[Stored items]
◆ ◆ ◆

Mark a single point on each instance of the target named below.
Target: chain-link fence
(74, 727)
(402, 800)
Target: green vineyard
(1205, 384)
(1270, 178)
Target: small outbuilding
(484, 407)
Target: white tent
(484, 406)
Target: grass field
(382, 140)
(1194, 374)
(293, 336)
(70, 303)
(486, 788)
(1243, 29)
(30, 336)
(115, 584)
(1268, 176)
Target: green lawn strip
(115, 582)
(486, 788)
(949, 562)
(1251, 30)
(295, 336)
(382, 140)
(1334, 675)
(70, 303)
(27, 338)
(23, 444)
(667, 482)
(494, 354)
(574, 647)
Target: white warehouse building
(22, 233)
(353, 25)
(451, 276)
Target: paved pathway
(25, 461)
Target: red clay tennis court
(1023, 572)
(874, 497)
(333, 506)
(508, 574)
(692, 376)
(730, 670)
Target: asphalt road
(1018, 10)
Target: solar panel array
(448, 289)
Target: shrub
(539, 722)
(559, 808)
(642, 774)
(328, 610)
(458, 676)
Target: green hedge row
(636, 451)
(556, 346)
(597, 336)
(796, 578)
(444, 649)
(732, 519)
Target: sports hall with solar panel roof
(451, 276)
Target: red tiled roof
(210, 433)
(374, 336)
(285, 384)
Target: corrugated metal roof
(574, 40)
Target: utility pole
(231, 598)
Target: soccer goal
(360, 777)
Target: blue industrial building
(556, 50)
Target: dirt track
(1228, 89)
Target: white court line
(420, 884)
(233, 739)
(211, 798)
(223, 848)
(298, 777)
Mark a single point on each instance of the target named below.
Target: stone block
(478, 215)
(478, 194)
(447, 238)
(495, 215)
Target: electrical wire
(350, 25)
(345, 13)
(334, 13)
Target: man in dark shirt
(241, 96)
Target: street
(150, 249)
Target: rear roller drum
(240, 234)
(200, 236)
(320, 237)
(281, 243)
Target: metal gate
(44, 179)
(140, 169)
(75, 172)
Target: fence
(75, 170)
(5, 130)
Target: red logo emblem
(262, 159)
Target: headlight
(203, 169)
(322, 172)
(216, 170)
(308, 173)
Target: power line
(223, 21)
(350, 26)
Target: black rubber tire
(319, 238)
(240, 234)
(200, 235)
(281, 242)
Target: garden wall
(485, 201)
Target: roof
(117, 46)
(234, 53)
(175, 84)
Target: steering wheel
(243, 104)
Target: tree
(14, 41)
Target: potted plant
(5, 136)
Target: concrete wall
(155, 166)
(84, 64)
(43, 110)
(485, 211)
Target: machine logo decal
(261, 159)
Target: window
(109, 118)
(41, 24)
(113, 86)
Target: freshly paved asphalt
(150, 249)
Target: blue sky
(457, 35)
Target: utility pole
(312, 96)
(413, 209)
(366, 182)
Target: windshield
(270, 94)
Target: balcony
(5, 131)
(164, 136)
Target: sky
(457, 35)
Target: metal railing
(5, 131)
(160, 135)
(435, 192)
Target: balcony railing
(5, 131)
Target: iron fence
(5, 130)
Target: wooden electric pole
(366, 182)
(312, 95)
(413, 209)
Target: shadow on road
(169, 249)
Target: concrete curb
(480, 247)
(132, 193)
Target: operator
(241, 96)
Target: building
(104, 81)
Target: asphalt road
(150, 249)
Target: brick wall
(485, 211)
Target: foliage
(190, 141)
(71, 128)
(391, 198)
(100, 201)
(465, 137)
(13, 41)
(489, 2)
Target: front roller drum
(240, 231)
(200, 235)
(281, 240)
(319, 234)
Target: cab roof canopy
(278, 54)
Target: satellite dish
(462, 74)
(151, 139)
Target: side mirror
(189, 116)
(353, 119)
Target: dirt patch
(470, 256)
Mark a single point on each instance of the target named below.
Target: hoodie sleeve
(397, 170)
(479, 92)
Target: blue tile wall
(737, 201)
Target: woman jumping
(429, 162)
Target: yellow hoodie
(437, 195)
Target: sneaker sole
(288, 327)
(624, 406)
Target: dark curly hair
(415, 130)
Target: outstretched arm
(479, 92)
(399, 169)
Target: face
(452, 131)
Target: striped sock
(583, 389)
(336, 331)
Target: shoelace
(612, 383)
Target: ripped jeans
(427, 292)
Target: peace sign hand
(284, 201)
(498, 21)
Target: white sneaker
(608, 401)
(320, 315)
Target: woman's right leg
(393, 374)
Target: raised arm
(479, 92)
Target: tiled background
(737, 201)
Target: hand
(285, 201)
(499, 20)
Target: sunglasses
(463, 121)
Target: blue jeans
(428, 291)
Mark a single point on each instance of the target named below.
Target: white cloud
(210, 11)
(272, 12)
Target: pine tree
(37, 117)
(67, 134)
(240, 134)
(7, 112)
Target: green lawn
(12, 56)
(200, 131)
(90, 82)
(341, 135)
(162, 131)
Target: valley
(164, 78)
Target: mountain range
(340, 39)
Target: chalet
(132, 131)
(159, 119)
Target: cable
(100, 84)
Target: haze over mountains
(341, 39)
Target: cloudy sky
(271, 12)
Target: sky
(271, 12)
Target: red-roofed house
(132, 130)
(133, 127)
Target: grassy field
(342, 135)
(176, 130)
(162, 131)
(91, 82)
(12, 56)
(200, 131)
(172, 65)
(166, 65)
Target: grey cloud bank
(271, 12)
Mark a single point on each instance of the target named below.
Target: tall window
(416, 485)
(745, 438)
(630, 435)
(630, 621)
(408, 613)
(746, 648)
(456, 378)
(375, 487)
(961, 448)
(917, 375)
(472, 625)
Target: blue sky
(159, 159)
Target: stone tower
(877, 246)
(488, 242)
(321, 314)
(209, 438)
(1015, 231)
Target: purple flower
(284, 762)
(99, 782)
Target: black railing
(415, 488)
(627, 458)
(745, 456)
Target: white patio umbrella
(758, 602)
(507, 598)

◆ ◆ ◆

> _YOUR OBJECTIVE_:
Copy each line exactly, from the line containing "Target: pine tree" down to the last line of the material, and no other lines.

> _OUTPUT OF THE EXERCISE_:
Target: pine tree
(37, 117)
(67, 134)
(240, 134)
(7, 112)
Target: green lawn
(12, 56)
(200, 131)
(90, 82)
(341, 135)
(162, 131)
Target: valley
(164, 78)
Target: mountain range
(340, 39)
Target: chalet
(132, 131)
(159, 119)
Target: cable
(100, 84)
Target: haze over mountains
(341, 39)
Target: cloudy sky
(271, 12)
Target: sky
(271, 12)
Target: red-roofed house
(132, 130)
(133, 127)
Target: grassy field
(342, 135)
(176, 130)
(162, 131)
(91, 82)
(12, 56)
(200, 131)
(172, 65)
(166, 65)
Target: grey cloud bank
(271, 12)
Mark a single point on each instance of the target named below.
Target: tall window
(416, 485)
(745, 438)
(630, 435)
(630, 621)
(408, 613)
(746, 648)
(456, 378)
(375, 487)
(961, 448)
(917, 375)
(472, 625)
Target: blue sky
(159, 159)
Target: stone tower
(877, 246)
(488, 242)
(321, 314)
(209, 438)
(1015, 231)
Target: purple flower
(284, 762)
(99, 782)
Target: black railing
(415, 488)
(627, 458)
(745, 456)
Target: white patio umbrella
(758, 602)
(507, 598)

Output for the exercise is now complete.